# Aim
Copy the material below line for line, exactly as it appears, but leave out the picture.

***

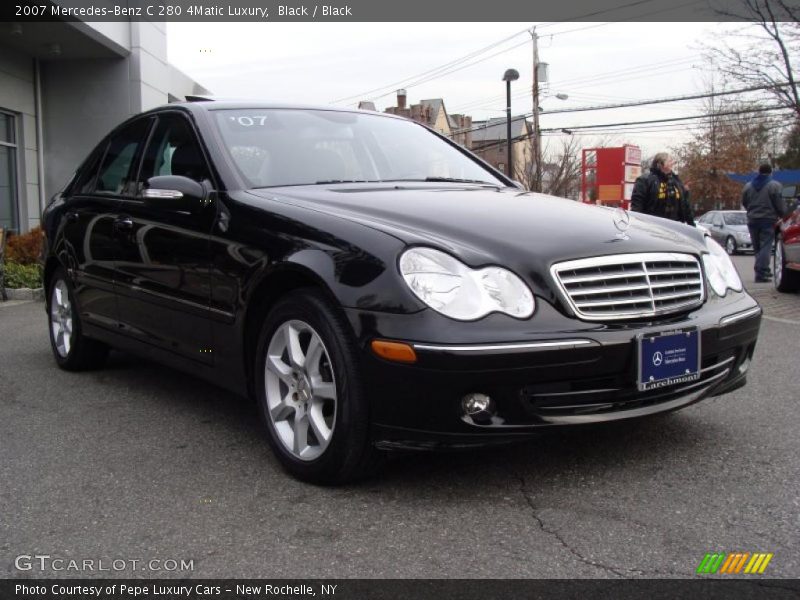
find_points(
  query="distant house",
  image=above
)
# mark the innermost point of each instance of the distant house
(489, 141)
(433, 113)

***

# Task result
find_points(
  query="distant house",
  image=above
)
# mark the innermost point of each instance of the distant house
(489, 141)
(433, 113)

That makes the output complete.